◆ TEXTE EXTRAIT ◆
================

Survol rapide du feuilleton de l’été grenoblois

Publié le 8 septembre 2010

Pour celles et ceux qui n’ont pas pu suivre les évènements de cet été à Grenoble, en voici un résumé à grands traits.

  • Dans la nuit du 15 au 16 juillet, deux braqueurs armés vident la caisse du casino d’Uriage ; ils sont pris en chasse jusqu’à la Villeneuve par la police, Karim Boudouda, l’un des deux malfaiteurs est abattu, au pied de son immeuble, galerie de l’Arlequin. Les nuits suivantes un groupe de jeunes a réagi violemment en caillassant deux trams et en mettant le feu à des dizaines de voitures stationnées dans la Villeneuve.
  • Le Gouvernement a organisé une réponse disproportionnée de la part des forces de police et de gendarmerie, notamment avec le survol plusieurs nuits de suite du quartier par un hélicoptère éclairant violemment l’intérieur des logements et empêchant les habitants de dormir. De plus le quartier a été bouclé plusieurs jours avec fouille corporelle aux entrées. Le tram a été arrêté, un service de bus a pris le relais en évitant de traverser le quartier. Lorsque le tram a été remis en circulation, il n’a fonctionné durant des semaines qu’à partir de 7 heures le matin pour s’interrompre à 20 h 00 le soir, ce qui a contribué à l’isolement du quartier.

================

◆ LISTE DES DONNÉES ◆
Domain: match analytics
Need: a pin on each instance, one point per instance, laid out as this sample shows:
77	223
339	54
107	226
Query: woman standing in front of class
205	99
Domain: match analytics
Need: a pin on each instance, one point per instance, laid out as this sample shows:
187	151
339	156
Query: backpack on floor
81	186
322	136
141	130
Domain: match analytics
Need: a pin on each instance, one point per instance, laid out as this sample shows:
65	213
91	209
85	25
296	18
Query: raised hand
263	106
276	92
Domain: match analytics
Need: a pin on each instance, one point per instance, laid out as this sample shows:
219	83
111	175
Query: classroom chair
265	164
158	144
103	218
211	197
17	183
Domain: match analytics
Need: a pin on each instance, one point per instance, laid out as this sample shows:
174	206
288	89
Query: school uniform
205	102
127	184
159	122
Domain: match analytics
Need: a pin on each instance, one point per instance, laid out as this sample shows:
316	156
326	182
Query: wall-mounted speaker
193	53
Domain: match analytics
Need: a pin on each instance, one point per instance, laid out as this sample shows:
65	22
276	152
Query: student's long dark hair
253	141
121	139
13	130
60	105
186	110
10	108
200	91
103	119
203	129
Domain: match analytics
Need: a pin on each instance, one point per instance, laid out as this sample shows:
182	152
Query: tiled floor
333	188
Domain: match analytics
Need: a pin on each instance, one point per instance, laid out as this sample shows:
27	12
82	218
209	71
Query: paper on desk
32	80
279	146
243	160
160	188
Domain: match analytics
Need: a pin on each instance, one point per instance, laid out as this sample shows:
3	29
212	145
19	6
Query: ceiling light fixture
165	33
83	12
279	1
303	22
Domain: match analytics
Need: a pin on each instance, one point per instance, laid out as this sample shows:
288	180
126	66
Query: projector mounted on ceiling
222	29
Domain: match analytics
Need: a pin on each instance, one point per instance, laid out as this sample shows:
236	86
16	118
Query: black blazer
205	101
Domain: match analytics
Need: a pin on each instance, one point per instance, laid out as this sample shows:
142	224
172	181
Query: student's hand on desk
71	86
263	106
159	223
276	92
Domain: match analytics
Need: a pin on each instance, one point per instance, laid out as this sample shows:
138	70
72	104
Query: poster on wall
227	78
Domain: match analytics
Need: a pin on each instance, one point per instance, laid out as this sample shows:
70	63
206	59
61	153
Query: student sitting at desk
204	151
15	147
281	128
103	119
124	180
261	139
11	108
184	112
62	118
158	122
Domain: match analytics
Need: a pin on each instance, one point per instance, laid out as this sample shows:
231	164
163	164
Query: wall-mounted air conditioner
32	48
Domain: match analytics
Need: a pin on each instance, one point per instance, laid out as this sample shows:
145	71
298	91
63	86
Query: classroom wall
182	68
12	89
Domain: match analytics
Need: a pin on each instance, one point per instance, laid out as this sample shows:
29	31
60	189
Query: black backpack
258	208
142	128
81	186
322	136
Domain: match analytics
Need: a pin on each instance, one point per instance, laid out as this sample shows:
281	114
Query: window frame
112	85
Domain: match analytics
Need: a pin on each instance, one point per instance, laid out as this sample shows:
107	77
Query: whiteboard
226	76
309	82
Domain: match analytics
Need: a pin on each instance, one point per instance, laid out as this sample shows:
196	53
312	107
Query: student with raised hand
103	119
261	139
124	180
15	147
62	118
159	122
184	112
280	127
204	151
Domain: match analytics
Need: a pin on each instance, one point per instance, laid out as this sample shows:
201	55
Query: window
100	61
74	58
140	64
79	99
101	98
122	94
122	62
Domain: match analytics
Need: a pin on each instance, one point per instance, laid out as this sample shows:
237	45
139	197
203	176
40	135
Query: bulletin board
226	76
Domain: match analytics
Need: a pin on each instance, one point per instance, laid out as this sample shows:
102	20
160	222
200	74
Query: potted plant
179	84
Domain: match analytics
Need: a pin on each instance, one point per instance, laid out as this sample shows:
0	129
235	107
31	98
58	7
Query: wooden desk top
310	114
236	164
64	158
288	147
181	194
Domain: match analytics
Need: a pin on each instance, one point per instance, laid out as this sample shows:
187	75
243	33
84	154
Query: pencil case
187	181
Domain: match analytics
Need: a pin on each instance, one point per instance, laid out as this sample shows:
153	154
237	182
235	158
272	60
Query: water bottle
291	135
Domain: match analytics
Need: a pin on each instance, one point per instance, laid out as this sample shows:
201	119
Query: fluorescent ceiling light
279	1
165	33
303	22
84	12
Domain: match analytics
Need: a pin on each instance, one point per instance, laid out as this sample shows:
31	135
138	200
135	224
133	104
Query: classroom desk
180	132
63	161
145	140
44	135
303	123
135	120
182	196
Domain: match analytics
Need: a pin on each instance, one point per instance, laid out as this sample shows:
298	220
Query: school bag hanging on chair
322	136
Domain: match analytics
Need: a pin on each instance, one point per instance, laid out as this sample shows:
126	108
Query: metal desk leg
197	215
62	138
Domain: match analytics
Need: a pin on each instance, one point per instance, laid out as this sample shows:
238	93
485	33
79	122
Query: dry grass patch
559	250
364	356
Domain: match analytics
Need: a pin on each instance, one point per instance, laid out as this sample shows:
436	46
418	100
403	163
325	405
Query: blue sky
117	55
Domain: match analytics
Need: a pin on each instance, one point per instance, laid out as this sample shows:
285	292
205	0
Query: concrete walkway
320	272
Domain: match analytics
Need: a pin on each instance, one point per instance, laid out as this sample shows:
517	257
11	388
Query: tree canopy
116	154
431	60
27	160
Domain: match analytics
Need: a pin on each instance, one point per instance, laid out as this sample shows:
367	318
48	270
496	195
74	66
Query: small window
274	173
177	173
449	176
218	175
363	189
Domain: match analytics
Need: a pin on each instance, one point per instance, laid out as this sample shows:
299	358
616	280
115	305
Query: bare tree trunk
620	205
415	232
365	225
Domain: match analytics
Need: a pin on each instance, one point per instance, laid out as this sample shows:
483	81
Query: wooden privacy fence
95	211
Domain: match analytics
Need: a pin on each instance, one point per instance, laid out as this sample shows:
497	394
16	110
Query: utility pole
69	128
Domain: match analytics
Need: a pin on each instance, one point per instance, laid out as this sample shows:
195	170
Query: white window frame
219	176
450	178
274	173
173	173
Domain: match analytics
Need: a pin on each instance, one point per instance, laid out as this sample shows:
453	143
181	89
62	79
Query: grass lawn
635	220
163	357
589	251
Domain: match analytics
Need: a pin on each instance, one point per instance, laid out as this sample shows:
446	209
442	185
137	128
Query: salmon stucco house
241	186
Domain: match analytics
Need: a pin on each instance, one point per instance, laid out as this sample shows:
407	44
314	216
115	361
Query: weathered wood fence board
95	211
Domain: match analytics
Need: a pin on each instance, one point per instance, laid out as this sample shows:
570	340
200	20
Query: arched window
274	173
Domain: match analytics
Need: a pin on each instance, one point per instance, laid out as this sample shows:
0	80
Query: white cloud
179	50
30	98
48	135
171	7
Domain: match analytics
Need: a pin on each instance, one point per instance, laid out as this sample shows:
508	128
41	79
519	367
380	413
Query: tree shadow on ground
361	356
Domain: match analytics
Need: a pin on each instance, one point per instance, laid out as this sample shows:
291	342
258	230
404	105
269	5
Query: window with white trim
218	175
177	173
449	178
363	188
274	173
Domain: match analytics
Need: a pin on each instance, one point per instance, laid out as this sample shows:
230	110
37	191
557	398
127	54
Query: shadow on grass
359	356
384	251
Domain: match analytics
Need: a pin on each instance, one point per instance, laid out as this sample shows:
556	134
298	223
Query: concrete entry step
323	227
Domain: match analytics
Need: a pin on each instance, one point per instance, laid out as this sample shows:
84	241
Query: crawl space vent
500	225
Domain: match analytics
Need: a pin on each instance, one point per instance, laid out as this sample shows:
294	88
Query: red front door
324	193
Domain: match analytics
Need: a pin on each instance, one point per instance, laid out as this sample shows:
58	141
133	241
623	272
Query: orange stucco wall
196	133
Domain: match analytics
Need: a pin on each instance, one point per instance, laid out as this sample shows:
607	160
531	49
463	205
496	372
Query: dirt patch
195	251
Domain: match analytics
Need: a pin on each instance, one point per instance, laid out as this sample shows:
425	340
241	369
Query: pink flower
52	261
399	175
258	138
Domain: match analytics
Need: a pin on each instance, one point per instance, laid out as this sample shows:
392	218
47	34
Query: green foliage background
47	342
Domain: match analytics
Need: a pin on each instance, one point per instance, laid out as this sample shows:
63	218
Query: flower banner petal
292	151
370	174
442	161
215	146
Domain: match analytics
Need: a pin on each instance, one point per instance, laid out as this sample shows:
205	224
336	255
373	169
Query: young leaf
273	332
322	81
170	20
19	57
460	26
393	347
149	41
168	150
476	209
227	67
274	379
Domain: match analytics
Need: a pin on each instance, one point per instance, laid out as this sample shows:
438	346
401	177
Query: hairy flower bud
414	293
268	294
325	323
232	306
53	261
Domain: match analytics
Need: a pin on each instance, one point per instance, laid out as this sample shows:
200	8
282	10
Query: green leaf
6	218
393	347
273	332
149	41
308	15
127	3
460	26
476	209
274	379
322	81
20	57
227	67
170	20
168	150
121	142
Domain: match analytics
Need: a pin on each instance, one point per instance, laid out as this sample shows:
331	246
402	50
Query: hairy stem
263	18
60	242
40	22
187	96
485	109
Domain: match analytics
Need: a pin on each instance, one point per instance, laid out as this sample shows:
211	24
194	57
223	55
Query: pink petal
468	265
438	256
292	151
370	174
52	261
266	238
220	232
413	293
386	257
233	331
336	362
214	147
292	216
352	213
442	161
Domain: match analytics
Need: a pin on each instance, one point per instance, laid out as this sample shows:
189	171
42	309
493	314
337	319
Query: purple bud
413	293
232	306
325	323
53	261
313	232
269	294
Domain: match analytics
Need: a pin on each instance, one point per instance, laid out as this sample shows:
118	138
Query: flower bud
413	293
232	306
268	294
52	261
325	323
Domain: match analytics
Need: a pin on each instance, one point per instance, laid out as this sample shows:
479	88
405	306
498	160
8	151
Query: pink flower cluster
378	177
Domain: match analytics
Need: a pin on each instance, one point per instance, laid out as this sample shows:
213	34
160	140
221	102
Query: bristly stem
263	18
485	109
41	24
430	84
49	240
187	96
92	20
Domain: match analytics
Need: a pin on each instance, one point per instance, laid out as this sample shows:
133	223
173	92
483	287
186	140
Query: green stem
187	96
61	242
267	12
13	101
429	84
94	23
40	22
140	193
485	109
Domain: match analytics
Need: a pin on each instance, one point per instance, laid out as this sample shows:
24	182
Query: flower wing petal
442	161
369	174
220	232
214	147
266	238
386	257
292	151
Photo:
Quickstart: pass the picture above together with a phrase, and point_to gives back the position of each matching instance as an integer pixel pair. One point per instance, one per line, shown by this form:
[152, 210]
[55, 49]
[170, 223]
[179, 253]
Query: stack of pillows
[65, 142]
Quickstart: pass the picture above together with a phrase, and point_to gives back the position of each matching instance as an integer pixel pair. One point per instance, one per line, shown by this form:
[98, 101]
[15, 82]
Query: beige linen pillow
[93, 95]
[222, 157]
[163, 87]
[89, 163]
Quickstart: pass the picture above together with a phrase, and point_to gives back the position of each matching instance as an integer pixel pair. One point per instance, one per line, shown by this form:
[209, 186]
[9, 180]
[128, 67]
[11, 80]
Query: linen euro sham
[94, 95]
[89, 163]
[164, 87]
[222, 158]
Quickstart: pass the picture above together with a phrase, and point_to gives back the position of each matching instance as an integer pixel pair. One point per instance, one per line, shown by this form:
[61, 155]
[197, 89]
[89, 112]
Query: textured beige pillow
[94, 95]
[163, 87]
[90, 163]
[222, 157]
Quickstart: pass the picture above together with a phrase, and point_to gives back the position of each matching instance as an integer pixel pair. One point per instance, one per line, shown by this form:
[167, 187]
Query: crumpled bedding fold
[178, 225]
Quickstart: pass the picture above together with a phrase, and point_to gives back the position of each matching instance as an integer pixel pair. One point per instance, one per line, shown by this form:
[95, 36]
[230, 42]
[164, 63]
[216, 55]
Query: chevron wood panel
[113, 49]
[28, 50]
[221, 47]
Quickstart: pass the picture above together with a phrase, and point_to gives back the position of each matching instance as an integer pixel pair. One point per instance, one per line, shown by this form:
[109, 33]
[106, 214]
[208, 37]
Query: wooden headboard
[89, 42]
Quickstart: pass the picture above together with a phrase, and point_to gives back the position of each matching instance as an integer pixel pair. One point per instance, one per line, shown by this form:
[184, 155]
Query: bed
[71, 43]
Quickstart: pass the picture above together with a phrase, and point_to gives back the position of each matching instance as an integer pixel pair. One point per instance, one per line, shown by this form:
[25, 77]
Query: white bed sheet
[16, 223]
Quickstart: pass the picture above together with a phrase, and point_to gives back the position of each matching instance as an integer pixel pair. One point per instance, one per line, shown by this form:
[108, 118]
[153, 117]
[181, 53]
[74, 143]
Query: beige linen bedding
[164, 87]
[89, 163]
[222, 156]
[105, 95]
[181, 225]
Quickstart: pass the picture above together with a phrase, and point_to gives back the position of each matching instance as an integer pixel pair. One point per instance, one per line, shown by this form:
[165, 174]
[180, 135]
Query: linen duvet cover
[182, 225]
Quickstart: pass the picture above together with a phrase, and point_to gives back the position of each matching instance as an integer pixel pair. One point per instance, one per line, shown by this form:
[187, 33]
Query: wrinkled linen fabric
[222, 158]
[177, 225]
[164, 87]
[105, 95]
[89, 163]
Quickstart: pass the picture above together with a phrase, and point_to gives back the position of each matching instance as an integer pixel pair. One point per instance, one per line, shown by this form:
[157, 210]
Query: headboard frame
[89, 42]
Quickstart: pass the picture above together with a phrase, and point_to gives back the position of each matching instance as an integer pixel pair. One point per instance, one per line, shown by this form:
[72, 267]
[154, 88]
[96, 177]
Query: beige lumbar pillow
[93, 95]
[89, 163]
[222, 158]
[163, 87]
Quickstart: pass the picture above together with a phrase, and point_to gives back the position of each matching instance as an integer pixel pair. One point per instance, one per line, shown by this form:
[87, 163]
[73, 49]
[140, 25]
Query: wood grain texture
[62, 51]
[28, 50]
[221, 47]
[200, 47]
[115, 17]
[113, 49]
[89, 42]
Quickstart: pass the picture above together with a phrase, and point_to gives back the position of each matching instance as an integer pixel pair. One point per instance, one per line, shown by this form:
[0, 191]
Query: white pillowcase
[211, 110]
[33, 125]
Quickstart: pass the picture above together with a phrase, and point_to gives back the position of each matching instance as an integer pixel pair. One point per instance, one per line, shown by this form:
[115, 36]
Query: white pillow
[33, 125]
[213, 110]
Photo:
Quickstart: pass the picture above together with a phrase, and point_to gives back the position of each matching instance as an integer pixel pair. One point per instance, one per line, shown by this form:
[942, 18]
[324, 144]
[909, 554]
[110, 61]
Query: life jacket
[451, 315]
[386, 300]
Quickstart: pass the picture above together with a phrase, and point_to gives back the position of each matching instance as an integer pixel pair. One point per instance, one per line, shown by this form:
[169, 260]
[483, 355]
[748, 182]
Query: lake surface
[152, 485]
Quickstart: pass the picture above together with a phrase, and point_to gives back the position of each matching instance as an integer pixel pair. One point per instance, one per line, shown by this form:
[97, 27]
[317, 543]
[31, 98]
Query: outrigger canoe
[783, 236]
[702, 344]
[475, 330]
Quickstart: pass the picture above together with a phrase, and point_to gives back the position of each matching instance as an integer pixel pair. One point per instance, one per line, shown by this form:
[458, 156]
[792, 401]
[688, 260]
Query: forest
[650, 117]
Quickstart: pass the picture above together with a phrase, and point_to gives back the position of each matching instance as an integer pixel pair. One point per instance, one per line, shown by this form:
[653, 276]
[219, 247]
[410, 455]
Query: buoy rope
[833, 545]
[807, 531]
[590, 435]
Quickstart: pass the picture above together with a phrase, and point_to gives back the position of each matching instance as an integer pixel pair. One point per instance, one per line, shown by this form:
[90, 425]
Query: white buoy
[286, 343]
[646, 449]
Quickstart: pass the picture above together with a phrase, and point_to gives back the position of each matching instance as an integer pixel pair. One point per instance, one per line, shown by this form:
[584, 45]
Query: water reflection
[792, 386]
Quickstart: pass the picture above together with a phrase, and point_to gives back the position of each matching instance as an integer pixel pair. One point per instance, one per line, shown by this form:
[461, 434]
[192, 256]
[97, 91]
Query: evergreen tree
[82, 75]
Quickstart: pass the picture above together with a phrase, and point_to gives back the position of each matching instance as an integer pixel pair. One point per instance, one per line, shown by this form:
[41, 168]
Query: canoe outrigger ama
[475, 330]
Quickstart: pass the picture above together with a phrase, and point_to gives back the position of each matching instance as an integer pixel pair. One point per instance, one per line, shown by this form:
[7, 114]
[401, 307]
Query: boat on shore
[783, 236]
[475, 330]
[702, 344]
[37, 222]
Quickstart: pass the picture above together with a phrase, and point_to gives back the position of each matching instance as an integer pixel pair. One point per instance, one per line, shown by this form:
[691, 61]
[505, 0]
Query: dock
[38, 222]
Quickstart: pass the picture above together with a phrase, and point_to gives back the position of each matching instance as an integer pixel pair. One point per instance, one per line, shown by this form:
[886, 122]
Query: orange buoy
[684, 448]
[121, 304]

================

◆ CONSIGNE A ◆
Reprenez sous forme de liste le paragraphe du texte sur l'été à Grenoble qui commence par « Le Gouvernement a organisé », en gardant ses faits principaux.
◆ CONSIGNE B ◆
Poursuivez le texte sur l'été à Grenoble après sa dernière phrase.
Ces données n'ont aucun rôle dans ce travail.

◆ RÉSULTAT A ◆
- Le Gouvernement a organisé une réponse disproportionnée de la police et de la gendarmerie.
- Plusieurs nuits de suite, un hélicoptère a survolé le quartier. Il éclairait violemment l'intérieur des logements et empêchait les habitants de dormir.
- Le quartier a été bouclé plusieurs jours, avec fouille corporelle aux entrées.
- Le tram a été arrêté. Un service de bus a pris le relais en évitant de traverser le quartier.
- À sa reprise, le tram n'a roulé pendant des semaines que de 7 h à 20 h, ce qui a contribué à isoler le quartier.

◆ RÉSULTAT B ◆
  • Le maire a réitéré son ancienne demande « d’un Grenelle de la sécurité urbaine » réunissant les ministres intéressés, les élus à travers leurs associations et les préfets afin qu’une stratégie commune soit élaborée notamment en terme d’affectation de moyens. Cette demande va faire flop, n’étant pas adaptée face à l’offensive gouvernementale.
  • La réponse de Sarkozy est, comme à l’habitude et pour la nième fois, de déclarer sans la faire la guerre à la délinquance et de déployer un arsenal d’annonces médiatiques lourdes (limogeage de l’ancien préfet, déplacement présidentiel le 30 juillet à Grenoble pour installer le nouveau préfet-policier…) qui a pour résultat la stigmatisation du quartier de la Villeneuve en transformant ce qui s’est passé en affaire nationale de la première importance.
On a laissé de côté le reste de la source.